[Region pointing data]
>>>

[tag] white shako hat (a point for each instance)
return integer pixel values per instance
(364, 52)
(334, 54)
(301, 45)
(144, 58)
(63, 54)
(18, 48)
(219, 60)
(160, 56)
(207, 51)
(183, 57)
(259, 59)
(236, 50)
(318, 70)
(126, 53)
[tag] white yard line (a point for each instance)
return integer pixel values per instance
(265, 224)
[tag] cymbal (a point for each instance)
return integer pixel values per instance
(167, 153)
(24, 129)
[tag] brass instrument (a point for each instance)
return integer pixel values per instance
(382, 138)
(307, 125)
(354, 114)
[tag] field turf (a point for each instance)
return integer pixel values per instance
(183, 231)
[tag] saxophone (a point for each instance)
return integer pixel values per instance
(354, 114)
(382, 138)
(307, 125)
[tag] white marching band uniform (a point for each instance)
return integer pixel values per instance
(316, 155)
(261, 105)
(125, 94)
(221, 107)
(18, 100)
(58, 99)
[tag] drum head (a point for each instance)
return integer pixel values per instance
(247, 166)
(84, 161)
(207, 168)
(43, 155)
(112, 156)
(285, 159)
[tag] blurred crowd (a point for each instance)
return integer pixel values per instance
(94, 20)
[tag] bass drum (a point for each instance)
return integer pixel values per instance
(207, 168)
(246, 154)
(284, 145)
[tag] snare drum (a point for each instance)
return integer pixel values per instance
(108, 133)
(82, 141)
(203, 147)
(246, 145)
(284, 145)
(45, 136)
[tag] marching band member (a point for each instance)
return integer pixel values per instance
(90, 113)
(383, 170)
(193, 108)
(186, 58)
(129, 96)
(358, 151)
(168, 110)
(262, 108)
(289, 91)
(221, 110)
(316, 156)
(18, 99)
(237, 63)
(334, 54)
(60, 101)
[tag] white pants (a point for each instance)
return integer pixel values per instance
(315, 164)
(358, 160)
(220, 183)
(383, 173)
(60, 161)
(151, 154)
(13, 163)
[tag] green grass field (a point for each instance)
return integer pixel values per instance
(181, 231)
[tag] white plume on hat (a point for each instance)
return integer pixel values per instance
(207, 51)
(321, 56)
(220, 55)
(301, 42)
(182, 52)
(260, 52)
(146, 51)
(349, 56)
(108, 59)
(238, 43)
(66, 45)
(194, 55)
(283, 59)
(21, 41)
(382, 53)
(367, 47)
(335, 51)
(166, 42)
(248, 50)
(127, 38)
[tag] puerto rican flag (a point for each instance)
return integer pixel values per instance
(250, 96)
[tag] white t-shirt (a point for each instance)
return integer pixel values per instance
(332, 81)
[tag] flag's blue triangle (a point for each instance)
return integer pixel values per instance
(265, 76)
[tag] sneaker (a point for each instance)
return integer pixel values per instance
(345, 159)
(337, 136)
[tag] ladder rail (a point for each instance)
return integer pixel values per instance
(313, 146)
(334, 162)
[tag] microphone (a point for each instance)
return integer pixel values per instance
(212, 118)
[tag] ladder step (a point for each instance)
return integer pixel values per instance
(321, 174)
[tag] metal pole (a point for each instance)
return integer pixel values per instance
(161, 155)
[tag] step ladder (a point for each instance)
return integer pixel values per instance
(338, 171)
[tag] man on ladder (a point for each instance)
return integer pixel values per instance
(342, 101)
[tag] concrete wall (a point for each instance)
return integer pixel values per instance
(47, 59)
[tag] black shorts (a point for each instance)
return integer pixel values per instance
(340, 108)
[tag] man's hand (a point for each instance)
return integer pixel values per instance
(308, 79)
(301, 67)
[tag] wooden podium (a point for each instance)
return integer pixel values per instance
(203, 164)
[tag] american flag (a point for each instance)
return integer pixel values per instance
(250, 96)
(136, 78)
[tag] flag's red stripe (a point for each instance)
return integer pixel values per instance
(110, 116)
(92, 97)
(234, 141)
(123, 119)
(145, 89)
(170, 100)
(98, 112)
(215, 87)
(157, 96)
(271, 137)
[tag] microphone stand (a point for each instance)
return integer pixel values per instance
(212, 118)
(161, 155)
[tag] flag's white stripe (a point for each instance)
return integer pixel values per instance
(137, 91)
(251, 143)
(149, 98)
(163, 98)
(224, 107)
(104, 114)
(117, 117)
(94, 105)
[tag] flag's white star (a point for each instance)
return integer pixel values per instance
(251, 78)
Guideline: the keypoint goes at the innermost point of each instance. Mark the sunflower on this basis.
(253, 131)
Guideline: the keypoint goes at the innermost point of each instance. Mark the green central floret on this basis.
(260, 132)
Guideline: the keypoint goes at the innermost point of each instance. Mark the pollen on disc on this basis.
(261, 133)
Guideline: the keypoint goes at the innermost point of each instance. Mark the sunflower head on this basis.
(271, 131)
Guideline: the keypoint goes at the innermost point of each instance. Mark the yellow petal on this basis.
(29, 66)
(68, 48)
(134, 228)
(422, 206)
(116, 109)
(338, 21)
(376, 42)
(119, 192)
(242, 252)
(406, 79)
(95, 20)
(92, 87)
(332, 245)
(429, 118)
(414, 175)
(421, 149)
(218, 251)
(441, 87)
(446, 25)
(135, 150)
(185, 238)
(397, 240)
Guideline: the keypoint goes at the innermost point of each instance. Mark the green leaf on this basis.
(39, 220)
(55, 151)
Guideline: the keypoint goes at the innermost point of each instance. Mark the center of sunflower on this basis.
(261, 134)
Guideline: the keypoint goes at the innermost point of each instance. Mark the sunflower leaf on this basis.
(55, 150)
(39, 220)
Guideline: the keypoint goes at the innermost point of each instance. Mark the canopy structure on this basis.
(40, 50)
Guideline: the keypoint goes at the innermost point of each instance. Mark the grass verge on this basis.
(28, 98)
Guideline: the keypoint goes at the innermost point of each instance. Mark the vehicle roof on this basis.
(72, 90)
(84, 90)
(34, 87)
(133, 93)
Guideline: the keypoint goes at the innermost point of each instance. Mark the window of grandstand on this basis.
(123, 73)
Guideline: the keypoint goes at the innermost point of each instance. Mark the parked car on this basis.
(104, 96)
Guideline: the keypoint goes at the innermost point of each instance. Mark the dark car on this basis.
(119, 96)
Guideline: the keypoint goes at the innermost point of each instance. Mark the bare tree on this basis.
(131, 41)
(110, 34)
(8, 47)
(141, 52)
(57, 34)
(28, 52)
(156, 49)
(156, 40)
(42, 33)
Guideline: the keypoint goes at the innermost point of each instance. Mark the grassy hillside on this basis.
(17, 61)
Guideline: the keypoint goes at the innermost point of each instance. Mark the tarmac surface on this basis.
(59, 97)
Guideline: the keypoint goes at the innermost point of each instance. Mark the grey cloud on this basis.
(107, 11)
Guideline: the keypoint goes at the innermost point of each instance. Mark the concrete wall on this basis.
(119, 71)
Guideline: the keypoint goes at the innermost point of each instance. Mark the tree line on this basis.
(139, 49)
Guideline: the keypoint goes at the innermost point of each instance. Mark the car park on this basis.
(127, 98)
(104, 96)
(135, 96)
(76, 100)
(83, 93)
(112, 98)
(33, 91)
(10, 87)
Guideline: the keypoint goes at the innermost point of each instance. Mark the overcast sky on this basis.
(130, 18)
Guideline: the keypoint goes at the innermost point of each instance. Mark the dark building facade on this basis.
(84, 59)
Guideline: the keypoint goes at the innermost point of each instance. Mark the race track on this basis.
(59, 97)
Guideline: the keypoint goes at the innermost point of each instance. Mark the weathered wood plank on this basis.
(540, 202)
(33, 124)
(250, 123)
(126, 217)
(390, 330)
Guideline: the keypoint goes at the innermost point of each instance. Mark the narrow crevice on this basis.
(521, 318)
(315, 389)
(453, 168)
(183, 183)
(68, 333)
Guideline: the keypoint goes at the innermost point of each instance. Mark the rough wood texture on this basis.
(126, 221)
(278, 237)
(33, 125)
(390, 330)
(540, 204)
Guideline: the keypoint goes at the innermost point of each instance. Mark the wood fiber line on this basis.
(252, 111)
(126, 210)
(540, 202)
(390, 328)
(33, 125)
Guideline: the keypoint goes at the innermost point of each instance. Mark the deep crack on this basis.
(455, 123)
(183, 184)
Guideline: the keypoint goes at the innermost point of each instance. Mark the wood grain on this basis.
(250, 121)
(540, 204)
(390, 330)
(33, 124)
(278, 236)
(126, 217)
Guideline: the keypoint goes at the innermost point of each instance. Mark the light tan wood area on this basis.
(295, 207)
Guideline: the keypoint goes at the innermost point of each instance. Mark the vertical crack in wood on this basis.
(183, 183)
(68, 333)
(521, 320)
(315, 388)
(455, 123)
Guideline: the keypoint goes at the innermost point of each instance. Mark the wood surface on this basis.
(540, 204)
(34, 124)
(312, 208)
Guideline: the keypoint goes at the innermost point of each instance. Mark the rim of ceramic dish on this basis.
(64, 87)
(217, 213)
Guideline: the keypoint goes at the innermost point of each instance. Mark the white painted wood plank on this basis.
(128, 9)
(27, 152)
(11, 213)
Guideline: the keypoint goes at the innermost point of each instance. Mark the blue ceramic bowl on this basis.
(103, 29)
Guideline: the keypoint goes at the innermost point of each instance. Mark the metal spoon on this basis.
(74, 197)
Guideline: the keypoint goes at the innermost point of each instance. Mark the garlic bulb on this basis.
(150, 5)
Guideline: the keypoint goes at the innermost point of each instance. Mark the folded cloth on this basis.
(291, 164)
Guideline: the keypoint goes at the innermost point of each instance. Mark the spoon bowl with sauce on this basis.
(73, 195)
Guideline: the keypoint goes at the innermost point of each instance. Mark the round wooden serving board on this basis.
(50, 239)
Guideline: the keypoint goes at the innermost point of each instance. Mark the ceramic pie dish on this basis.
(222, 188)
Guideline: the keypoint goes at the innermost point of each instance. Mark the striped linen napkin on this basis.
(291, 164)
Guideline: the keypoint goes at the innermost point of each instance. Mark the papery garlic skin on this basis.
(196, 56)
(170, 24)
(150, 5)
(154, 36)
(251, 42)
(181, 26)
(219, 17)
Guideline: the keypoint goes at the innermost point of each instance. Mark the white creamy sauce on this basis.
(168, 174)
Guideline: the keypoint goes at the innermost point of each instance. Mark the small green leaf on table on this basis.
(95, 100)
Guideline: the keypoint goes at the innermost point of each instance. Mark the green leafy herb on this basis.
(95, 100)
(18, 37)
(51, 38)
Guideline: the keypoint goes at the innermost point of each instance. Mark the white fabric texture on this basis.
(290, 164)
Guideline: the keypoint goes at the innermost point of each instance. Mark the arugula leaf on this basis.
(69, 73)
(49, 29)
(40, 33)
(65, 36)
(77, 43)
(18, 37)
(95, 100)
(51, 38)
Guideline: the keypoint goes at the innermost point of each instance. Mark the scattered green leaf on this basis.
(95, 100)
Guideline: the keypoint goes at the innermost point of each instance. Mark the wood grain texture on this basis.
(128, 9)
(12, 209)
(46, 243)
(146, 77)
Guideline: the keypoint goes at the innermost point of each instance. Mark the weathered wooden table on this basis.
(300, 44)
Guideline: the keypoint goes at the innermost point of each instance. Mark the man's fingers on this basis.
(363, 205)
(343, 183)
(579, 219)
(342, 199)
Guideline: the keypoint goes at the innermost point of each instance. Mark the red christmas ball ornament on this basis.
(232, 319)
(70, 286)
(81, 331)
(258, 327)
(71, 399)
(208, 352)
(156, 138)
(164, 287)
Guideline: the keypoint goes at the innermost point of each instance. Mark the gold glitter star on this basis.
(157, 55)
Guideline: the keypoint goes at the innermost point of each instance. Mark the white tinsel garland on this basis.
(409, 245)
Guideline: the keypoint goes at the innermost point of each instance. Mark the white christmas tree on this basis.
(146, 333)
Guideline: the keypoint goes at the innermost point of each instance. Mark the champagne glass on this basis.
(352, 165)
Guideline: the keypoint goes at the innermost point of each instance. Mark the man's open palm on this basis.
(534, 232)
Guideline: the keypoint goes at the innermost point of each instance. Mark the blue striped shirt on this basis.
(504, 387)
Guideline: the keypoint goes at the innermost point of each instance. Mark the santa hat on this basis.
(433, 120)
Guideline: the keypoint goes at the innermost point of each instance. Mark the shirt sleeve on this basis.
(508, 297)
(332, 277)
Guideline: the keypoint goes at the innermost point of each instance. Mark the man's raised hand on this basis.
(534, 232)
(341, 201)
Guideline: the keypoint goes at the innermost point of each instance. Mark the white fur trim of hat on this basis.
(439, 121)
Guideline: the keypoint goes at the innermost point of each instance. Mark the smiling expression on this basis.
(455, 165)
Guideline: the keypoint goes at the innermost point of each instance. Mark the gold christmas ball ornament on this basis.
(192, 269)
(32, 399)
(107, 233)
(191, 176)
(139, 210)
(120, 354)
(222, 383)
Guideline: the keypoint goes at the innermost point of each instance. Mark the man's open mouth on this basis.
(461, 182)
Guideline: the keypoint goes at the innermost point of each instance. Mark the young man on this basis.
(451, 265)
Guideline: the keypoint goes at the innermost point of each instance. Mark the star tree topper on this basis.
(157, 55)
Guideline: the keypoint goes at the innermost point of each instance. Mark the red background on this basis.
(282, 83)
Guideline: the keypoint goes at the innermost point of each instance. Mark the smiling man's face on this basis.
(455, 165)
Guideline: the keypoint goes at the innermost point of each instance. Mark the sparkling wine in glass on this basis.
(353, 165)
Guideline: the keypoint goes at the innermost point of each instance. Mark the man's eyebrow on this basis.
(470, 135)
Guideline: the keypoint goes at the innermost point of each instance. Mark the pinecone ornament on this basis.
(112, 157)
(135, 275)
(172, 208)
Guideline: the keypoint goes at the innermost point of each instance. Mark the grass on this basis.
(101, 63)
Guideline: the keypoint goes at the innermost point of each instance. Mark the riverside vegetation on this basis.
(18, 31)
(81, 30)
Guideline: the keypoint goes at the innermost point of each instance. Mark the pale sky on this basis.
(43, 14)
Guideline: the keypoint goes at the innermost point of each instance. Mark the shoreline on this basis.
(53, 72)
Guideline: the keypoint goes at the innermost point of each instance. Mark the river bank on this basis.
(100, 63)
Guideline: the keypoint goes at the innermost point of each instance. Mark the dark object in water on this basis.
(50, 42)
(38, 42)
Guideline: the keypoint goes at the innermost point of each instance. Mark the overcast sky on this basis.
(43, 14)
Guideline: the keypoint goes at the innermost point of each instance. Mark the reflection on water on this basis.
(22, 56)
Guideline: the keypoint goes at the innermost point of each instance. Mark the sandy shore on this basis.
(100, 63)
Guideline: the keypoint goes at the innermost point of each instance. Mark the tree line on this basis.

<<<

**REQUIRED WORK**. All lines above from the one with "[tag] white t-shirt" to the one with "[tag] metal pole (a point for each instance)", inclusive, should be copied exactly, and no other lines.

**SOLUTION TO THE PROBLEM**.
[tag] white t-shirt (a point for each instance)
return integer pixel values per instance
(332, 81)
[tag] flag's blue triangle (a point for each instance)
return integer pixel values per instance
(265, 76)
[tag] sneaker (a point for each instance)
return integer pixel values per instance
(345, 159)
(337, 136)
[tag] ladder rail (a point for each instance)
return integer pixel values per instance
(313, 146)
(334, 162)
[tag] microphone (a point for each instance)
return integer pixel values per instance
(212, 118)
[tag] ladder step (a point for each instance)
return integer pixel values per instance
(321, 174)
[tag] metal pole (a point for each instance)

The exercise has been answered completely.